-- begin DATA RECORDS --

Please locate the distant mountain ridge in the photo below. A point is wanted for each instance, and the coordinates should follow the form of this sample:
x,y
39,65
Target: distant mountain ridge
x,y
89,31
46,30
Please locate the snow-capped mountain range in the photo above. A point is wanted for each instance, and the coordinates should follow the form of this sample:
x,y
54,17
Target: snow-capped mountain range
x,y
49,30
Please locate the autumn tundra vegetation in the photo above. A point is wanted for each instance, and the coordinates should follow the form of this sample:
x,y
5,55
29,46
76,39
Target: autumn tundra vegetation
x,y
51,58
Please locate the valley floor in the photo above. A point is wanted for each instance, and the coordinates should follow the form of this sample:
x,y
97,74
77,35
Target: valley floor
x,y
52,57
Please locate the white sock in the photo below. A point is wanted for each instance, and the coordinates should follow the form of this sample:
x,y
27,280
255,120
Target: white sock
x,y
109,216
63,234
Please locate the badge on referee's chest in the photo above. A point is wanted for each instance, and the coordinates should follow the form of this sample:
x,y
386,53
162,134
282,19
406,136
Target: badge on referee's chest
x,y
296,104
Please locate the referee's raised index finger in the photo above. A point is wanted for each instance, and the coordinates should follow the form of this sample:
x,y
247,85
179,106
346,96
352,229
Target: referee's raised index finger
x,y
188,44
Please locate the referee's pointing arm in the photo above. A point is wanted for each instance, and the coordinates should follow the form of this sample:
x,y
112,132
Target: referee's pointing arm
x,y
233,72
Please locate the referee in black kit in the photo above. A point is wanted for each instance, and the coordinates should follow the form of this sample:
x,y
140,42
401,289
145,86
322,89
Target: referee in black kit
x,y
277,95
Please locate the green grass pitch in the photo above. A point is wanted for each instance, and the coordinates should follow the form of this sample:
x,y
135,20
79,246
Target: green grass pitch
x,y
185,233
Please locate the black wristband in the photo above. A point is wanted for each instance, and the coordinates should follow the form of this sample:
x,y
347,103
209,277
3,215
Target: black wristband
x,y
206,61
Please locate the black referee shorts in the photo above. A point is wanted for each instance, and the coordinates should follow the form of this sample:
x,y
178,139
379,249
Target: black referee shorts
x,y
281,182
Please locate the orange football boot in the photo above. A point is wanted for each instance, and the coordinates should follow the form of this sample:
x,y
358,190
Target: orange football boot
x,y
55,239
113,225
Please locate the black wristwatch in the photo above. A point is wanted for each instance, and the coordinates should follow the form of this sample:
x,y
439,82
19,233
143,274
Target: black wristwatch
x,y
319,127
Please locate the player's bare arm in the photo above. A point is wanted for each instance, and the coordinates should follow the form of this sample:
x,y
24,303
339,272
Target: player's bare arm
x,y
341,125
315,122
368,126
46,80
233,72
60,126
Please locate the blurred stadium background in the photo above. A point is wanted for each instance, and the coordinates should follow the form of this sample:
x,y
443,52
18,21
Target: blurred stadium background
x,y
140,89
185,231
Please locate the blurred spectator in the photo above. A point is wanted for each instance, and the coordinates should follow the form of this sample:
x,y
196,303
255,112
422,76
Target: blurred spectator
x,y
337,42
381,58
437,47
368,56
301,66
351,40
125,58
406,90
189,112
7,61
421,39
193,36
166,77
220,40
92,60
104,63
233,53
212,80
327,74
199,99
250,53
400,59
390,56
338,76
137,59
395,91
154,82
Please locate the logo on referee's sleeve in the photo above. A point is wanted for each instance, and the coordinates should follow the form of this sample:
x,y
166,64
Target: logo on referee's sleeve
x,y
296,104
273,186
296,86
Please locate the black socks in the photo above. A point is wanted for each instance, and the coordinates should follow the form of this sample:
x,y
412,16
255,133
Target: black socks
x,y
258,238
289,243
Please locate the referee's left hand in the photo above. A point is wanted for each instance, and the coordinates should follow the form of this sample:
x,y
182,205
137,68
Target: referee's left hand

-- end DATA RECORDS --

# STATED EXERCISE:
Render the lines of the records above as a numbered list, starting with the line containing "Please locate the referee's left" and continuing through the last line. Leave out any blank lines.

# FINAL RESULT:
1. Please locate the referee's left hand in the photo above. A point is wanted for each instance, and the coordinates should follow the form of this sample:
2. x,y
3. 182,205
4. 137,68
5. Target: referee's left hand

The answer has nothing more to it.